Copy each line below that has "tree".
----- Exercise data
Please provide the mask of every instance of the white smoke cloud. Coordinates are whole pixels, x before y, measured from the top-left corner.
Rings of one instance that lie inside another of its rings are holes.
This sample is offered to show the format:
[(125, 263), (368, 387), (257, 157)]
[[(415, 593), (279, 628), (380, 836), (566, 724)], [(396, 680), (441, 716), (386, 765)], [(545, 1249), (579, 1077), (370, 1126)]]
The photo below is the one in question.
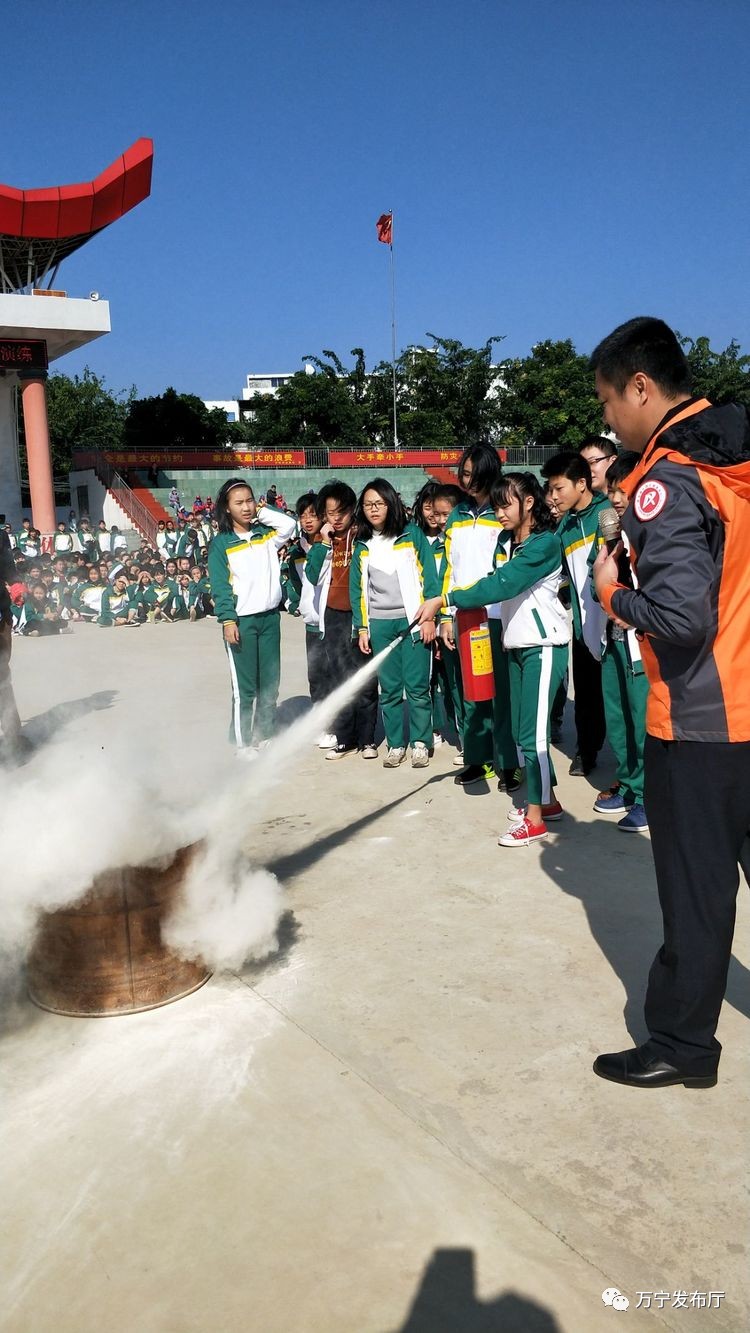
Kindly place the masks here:
[(163, 923), (165, 943), (213, 971), (237, 970), (273, 952), (283, 889), (274, 875), (250, 863), (245, 844), (285, 770), (330, 728), (393, 646), (368, 659), (356, 677), (254, 762), (204, 769), (197, 795), (146, 738), (132, 727), (113, 735), (111, 723), (106, 748), (66, 737), (43, 746), (23, 767), (0, 768), (6, 830), (0, 961), (6, 988), (28, 952), (40, 912), (73, 905), (105, 871), (166, 865), (189, 844), (199, 846)]

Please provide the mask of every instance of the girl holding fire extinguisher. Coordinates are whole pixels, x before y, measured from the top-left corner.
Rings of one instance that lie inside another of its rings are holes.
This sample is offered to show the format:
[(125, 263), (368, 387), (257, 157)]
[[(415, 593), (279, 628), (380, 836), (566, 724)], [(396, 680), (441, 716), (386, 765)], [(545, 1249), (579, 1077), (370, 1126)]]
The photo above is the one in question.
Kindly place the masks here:
[[(507, 558), (507, 538), (490, 500), (493, 486), (500, 481), (502, 468), (497, 450), (490, 444), (471, 444), (464, 449), (458, 464), (458, 484), (466, 491), (445, 528), (443, 592), (466, 587), (482, 578), (488, 569)], [(479, 603), (477, 603), (479, 605)], [(440, 637), (447, 653), (454, 654), (455, 611), (444, 607)], [(502, 624), (496, 606), (487, 608), (489, 642), (494, 667), (494, 699), (463, 701), (463, 757), (465, 768), (456, 774), (461, 787), (489, 781), (497, 772), (499, 787), (513, 792), (520, 786), (516, 765), (518, 756), (510, 725), (510, 684), (503, 654)], [(451, 663), (451, 667), (453, 663)], [(460, 673), (456, 673), (460, 679)]]
[(454, 587), (420, 607), (438, 610), (500, 603), (507, 654), (513, 736), (526, 759), (528, 806), (511, 807), (501, 847), (524, 847), (547, 836), (546, 821), (562, 816), (549, 752), (550, 712), (568, 664), (570, 628), (558, 592), (560, 543), (544, 492), (530, 472), (508, 472), (492, 489), (493, 509), (510, 536), (510, 559), (469, 587)]

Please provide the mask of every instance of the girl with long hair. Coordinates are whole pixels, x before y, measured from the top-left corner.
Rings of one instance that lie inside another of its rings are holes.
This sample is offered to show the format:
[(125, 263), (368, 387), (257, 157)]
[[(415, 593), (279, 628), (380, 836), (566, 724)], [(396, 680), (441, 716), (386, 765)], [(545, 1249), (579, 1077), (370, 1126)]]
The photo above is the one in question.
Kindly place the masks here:
[(428, 601), (420, 619), (443, 608), (499, 605), (508, 661), (513, 739), (526, 761), (528, 806), (512, 806), (501, 847), (523, 847), (547, 836), (562, 816), (549, 752), (550, 713), (568, 664), (570, 627), (558, 593), (562, 557), (544, 492), (530, 472), (508, 472), (490, 501), (510, 537), (510, 558), (470, 587)]
[[(435, 560), (421, 528), (410, 523), (400, 497), (382, 477), (365, 486), (355, 513), (357, 542), (350, 572), (354, 627), (362, 653), (381, 653), (403, 634), (424, 598), (438, 588)], [(409, 705), (413, 768), (426, 768), (432, 746), (430, 644), (435, 625), (412, 630), (378, 671), (388, 745), (385, 768), (406, 758), (402, 700)]]
[(230, 739), (242, 757), (252, 758), (274, 730), (281, 678), (278, 552), (297, 525), (278, 509), (259, 508), (241, 477), (224, 482), (216, 519), (208, 573), (232, 682)]
[[(464, 449), (458, 464), (458, 484), (466, 491), (467, 498), (456, 505), (446, 524), (444, 593), (474, 583), (507, 558), (507, 534), (490, 499), (492, 488), (501, 477), (500, 458), (491, 444), (470, 444)], [(454, 616), (455, 612), (449, 608), (441, 619), (440, 636), (447, 654), (456, 651)], [(499, 607), (488, 606), (487, 618), (495, 697), (480, 703), (463, 701), (465, 767), (456, 774), (455, 782), (465, 787), (488, 782), (497, 775), (499, 786), (513, 792), (520, 786), (520, 777), (510, 725), (510, 682)], [(457, 670), (455, 674), (460, 680), (460, 672)]]

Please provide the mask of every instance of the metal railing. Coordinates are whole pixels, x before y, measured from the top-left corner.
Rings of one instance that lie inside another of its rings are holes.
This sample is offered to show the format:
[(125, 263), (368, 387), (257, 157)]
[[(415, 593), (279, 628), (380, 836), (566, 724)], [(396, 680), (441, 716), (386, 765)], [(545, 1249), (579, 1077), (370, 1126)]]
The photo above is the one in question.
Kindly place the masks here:
[(157, 520), (143, 502), (133, 494), (125, 478), (112, 466), (104, 454), (99, 453), (96, 449), (77, 451), (74, 462), (77, 468), (92, 468), (102, 485), (106, 486), (107, 490), (111, 492), (123, 513), (127, 514), (131, 523), (139, 528), (150, 542), (156, 542)]

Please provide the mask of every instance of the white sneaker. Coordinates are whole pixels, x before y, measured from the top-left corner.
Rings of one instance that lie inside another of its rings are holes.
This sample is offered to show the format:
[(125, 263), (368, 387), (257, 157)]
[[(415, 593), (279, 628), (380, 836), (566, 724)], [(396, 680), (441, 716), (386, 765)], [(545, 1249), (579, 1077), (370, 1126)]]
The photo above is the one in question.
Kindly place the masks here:
[(423, 741), (415, 741), (411, 747), (412, 768), (427, 768), (429, 762), (430, 755), (427, 746)]
[(398, 768), (399, 764), (403, 764), (405, 758), (406, 750), (403, 745), (395, 746), (392, 750), (388, 751), (383, 760), (383, 768)]
[(439, 731), (433, 731), (433, 733), (432, 733), (432, 748), (433, 748), (433, 750), (437, 750), (438, 746), (439, 746), (439, 745), (442, 745), (442, 744), (443, 744), (443, 738), (442, 738), (442, 736), (440, 735), (440, 732), (439, 732)]
[(254, 759), (258, 758), (258, 747), (257, 745), (240, 745), (235, 750), (235, 754), (244, 764), (251, 764)]
[(315, 744), (319, 750), (333, 750), (336, 746), (336, 737), (333, 732), (324, 731), (322, 736), (318, 736)]
[(464, 766), (464, 752), (463, 750), (456, 750), (456, 753), (453, 756), (453, 767), (463, 768), (463, 766)]

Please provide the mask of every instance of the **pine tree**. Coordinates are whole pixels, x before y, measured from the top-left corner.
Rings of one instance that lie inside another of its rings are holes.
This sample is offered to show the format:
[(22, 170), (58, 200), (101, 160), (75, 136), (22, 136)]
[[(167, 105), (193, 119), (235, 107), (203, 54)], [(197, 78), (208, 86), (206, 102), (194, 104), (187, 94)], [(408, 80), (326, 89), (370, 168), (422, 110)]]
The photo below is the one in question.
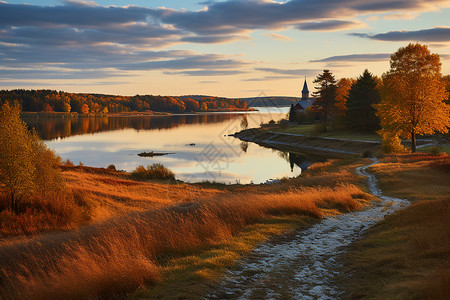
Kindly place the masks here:
[(319, 85), (315, 87), (317, 91), (313, 94), (314, 97), (317, 97), (314, 106), (322, 116), (324, 130), (326, 131), (327, 124), (333, 118), (336, 109), (336, 79), (330, 70), (323, 70), (322, 74), (317, 75), (314, 83)]
[(380, 127), (380, 121), (373, 107), (380, 101), (378, 80), (367, 69), (352, 85), (347, 99), (346, 121), (359, 131), (373, 132)]

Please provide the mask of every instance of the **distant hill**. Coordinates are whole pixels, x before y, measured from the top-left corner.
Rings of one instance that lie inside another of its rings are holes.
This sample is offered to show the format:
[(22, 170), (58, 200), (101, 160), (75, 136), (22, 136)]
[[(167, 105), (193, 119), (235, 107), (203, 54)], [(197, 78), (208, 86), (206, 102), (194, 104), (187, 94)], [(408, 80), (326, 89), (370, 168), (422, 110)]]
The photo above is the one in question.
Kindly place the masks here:
[(273, 107), (273, 106), (291, 106), (300, 101), (300, 97), (253, 97), (253, 98), (239, 98), (241, 101), (247, 102), (249, 107)]
[[(205, 95), (185, 95), (179, 98), (190, 98), (193, 100), (202, 100), (211, 96)], [(219, 98), (219, 97), (218, 97)], [(220, 98), (219, 98), (220, 99)], [(234, 99), (234, 98), (233, 98)], [(291, 106), (300, 101), (300, 97), (285, 97), (285, 96), (269, 96), (269, 97), (252, 97), (252, 98), (236, 98), (240, 101), (247, 102), (248, 107), (276, 107), (276, 106)]]

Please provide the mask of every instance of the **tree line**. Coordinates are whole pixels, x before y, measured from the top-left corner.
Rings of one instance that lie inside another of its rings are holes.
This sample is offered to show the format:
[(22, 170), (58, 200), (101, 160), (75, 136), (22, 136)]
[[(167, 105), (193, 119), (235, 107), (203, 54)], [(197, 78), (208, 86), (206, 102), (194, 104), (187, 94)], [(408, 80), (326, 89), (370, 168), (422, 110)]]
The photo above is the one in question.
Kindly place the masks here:
[(154, 95), (116, 96), (103, 94), (75, 94), (55, 90), (1, 90), (0, 105), (17, 103), (24, 112), (197, 112), (213, 110), (245, 110), (247, 103), (222, 97), (171, 97)]
[(320, 130), (351, 128), (377, 132), (386, 151), (403, 151), (401, 138), (446, 133), (450, 126), (450, 76), (442, 76), (438, 54), (425, 45), (409, 44), (391, 55), (390, 70), (381, 78), (367, 69), (356, 80), (337, 81), (323, 70), (314, 83), (314, 104), (304, 111), (291, 106), (289, 120), (320, 121)]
----------
> **Answer space**:
Please provide the mask of every instance of the **pine tree**. Coordinates are whole pixels, x before y, measured from the top-left corner.
Please provide the mask of every instance of the **tree line**. Coordinates are whole pixels, x before y, measured from the top-left corner.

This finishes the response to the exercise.